Schriftliche Aufgabe 1 —
Gib aus dem Text über General Brieger den Abschnitt von „Als neutraler Staat“ bis „dem Hashtag #StandWithUkraine.“ wortgetreu wieder.

Vorliegender Text —
○ ○ ○ ○ ○ ○ ○

Für die gemeinsame Sicherheits- und Verteidigungspolitik der EU ist zurzeit ein General des neutralen Österreichs zuständig – ausgerechnet jetzt, inmitten des Ukraine-Krieges. Vor bald neun Monaten, am 16. Mai 2022, hat General Robert Brieger das Amt angetreten, er ist seither ständiger Vorsitzende des Militärausschusses der Europäischen Union (EUMC). Das Timing könnte brisanter kaum sein. Das führt – vermutlich unbeabsichtigt – ein Tweet der Deutschen Bundeswehr vor Augen, der Moskau so gar nicht gefallen dürfte.

Als neutraler Staat darf Österreich eine Konfliktpartei militärisch nicht unterstützen, auch nicht indirekt. Wie gut passt das zur Ausbildung von ukrainischen Soldaten? Diese Frage dürfte sich die Bundeswehr nicht gestellt haben. Sie twitterte nämlich hocherfreut: „Der österreichische General Brieger (Vorsitzender des Militärausschusses der EU) besucht das Special Training Command in Strausberg. Deutschland und seine Verbündeten koordinieren hier die Ausbildung der ukrainischen Soldaten. Für den Frieden in der Ukraine und in ganz Europa. Zusammen.“ Der Tweet endet mit dem Hashtag #StandWithUkraine.

○ ○ ○ ○ ○ ○ ○

Daten —
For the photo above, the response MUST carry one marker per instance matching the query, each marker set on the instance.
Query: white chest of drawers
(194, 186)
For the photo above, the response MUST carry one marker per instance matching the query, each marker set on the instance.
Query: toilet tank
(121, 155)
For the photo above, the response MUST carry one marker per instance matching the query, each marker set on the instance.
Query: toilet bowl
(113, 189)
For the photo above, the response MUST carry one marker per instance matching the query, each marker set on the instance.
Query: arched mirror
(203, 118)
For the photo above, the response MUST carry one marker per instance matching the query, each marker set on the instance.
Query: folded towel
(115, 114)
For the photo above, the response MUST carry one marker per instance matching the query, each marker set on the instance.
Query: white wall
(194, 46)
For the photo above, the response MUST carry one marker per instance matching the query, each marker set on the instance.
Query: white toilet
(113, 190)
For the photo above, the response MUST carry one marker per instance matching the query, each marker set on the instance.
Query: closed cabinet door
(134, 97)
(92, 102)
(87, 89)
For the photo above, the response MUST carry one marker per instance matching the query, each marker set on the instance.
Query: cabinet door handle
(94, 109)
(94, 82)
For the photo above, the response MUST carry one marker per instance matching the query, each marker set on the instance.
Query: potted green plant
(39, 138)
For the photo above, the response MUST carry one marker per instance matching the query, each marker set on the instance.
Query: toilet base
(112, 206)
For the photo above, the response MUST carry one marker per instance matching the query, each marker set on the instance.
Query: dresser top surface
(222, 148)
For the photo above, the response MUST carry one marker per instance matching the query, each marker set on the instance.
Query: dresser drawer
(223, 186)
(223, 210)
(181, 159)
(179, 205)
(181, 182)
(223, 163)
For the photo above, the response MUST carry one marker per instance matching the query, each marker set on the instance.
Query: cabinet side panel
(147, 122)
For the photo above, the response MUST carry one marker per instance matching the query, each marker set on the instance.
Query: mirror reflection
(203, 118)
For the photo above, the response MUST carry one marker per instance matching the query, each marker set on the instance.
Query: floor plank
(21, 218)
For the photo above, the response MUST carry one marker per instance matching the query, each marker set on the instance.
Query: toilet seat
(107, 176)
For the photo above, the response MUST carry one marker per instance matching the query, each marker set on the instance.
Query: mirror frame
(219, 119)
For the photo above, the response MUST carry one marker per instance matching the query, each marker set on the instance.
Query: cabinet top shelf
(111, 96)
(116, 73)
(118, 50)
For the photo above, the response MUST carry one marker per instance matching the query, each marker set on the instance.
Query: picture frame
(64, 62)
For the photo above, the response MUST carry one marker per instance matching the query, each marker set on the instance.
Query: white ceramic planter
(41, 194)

○ ○ ○ ○ ○ ○ ○

Schriftliche Aufgabe 2 —
Finde in den Einträgen jede Zeile, die die Zeichenfolge „frame“ enthält, und schreibe diese Zeilen ab.

Richtige Antwort 1 —
Als neutraler Staat darf Österreich eine Konfliktpartei militärisch nicht unterstützen, auch nicht indirekt. Wie gut passt das zur Ausbildung von ukrainischen Soldaten? Diese Frage dürfte sich die Bundeswehr nicht gestellt haben. Sie twitterte nämlich hocherfreut: „Der österreichische General Brieger (Vorsitzender des Militärausschusses der EU) besucht das Special Training Command in Strausberg. Deutschland und seine Verbündeten koordinieren hier die Ausbildung der ukrainischen Soldaten. Für den Frieden in der Ukraine und in ganz Europa. Zusammen.“ Der Tweet endet mit dem Hashtag #StandWithUkraine.

Richtige Antwort 2 —
Query: mirror frame
Query: picture frame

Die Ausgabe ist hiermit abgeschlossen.